Image location labeling entries:
******************************
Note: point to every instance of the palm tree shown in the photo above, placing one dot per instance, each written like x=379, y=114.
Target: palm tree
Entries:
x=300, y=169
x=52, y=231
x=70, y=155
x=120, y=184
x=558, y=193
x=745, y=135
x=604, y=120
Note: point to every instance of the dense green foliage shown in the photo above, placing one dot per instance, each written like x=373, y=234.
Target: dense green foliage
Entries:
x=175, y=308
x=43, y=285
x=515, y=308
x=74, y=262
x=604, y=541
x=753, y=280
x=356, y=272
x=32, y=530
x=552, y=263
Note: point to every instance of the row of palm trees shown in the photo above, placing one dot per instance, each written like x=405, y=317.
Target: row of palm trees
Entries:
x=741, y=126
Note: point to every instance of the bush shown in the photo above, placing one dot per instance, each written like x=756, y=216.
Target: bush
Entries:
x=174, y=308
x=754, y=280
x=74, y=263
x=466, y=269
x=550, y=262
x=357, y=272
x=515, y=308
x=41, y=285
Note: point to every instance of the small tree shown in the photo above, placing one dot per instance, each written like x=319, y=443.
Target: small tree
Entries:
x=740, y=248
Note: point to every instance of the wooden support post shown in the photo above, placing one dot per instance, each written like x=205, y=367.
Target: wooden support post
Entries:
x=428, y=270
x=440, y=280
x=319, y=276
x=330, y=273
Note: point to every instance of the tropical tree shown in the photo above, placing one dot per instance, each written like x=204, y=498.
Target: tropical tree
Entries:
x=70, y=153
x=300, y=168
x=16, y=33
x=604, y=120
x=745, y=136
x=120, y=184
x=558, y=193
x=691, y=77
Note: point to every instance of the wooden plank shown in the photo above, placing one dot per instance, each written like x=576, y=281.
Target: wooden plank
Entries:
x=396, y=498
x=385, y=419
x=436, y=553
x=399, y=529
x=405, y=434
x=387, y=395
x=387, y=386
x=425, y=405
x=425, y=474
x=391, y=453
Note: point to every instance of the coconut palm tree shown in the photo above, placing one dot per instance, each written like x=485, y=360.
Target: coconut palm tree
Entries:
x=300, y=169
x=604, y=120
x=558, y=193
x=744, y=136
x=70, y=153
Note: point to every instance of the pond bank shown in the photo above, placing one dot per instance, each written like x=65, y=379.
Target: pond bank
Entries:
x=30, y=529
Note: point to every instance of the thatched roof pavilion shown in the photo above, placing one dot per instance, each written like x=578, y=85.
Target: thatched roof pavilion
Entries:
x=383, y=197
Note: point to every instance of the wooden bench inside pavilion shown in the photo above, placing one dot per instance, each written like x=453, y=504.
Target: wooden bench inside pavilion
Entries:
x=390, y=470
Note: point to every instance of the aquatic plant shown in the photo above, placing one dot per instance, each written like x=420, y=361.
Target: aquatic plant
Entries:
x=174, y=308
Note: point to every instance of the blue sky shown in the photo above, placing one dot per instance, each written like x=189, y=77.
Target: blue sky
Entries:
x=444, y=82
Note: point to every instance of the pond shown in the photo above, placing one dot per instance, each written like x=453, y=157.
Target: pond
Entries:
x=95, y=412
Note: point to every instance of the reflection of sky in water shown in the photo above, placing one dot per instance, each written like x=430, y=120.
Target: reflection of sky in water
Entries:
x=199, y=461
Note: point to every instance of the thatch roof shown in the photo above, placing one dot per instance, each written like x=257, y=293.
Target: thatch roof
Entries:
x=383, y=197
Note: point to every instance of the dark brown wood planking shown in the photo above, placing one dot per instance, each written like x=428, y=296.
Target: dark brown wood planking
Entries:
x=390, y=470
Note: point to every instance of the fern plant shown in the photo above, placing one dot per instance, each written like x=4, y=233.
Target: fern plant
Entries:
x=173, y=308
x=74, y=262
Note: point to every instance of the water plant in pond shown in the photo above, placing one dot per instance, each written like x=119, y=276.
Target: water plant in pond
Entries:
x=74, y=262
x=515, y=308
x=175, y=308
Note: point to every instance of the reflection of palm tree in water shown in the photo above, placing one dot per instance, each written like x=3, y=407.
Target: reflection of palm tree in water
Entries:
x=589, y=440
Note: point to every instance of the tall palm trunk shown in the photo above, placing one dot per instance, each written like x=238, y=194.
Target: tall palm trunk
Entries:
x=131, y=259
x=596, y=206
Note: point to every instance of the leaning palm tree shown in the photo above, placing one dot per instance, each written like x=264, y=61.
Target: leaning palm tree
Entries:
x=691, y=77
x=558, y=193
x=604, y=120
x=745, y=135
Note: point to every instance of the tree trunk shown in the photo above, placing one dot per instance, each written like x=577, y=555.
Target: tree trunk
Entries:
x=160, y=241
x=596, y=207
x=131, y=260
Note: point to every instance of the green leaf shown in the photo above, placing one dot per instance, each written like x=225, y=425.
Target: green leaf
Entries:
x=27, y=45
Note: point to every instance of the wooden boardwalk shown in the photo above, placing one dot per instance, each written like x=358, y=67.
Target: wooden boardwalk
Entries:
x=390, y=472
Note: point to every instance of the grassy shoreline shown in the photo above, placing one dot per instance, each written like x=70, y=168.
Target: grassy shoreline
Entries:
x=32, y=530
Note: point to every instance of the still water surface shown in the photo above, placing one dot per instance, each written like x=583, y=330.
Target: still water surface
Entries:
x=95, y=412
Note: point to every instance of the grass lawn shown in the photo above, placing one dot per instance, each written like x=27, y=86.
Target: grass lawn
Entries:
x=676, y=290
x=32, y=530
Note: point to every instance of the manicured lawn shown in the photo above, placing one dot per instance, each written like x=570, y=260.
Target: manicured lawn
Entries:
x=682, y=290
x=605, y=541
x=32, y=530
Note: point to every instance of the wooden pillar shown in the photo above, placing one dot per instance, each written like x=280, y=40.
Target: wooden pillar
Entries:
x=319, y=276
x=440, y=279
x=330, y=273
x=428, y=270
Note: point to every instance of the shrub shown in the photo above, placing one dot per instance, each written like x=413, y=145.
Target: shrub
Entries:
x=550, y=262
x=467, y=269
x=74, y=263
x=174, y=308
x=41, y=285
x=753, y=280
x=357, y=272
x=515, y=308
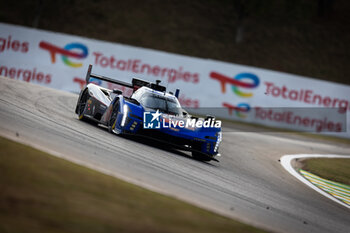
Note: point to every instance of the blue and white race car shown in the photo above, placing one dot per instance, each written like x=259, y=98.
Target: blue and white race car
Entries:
x=151, y=112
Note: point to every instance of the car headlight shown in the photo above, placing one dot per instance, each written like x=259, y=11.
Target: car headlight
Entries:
x=125, y=114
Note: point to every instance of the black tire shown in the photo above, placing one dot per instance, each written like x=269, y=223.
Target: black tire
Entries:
x=200, y=156
x=113, y=119
x=81, y=105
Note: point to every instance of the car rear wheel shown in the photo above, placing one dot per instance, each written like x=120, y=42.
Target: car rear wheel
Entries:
x=113, y=119
x=81, y=105
x=200, y=156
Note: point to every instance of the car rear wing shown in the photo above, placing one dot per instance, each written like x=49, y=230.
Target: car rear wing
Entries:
x=135, y=84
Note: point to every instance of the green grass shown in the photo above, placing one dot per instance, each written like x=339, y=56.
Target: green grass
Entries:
x=332, y=169
x=280, y=35
x=42, y=193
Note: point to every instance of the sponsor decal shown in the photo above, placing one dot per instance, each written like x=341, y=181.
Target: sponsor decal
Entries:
x=27, y=75
x=138, y=66
x=156, y=121
x=239, y=110
x=66, y=52
x=8, y=44
x=307, y=96
x=236, y=84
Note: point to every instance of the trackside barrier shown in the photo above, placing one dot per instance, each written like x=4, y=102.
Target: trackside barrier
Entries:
x=240, y=92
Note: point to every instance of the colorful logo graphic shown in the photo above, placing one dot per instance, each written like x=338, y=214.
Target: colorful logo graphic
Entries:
x=240, y=81
x=151, y=120
x=237, y=82
x=72, y=50
x=239, y=110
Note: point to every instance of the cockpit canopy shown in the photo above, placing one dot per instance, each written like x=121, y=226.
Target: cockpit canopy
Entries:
x=154, y=100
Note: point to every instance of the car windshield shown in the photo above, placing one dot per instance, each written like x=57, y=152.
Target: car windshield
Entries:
x=163, y=103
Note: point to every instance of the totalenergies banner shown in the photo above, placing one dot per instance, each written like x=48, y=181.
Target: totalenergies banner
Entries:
x=222, y=89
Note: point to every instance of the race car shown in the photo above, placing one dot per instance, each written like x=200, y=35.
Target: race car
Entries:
x=151, y=112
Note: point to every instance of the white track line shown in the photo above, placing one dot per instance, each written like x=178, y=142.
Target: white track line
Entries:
x=286, y=163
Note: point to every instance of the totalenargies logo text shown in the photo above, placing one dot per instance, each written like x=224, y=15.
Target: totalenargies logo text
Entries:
x=156, y=120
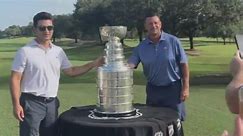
******************************
→ **Exercise description**: Rewrite the data from the line with "Note: point to every instance of the wooden plank" up to and including the line with "x=391, y=453", keeping the "Note:" and "Target:" lines unchanged. Multiply each x and y coordinate listed under "Entries:" by 1.9 and round to the nearest whole number, with halves rounded up.

→ **Result of this exercise**:
Note: point to every instance of the wooden plank shown in the photo above, placing one dot per instance, each written like x=576, y=281.
Target: wooden plank
Entries:
x=752, y=946
x=732, y=796
x=828, y=1051
x=758, y=1005
x=770, y=825
x=735, y=751
x=735, y=733
x=808, y=770
x=808, y=901
x=743, y=861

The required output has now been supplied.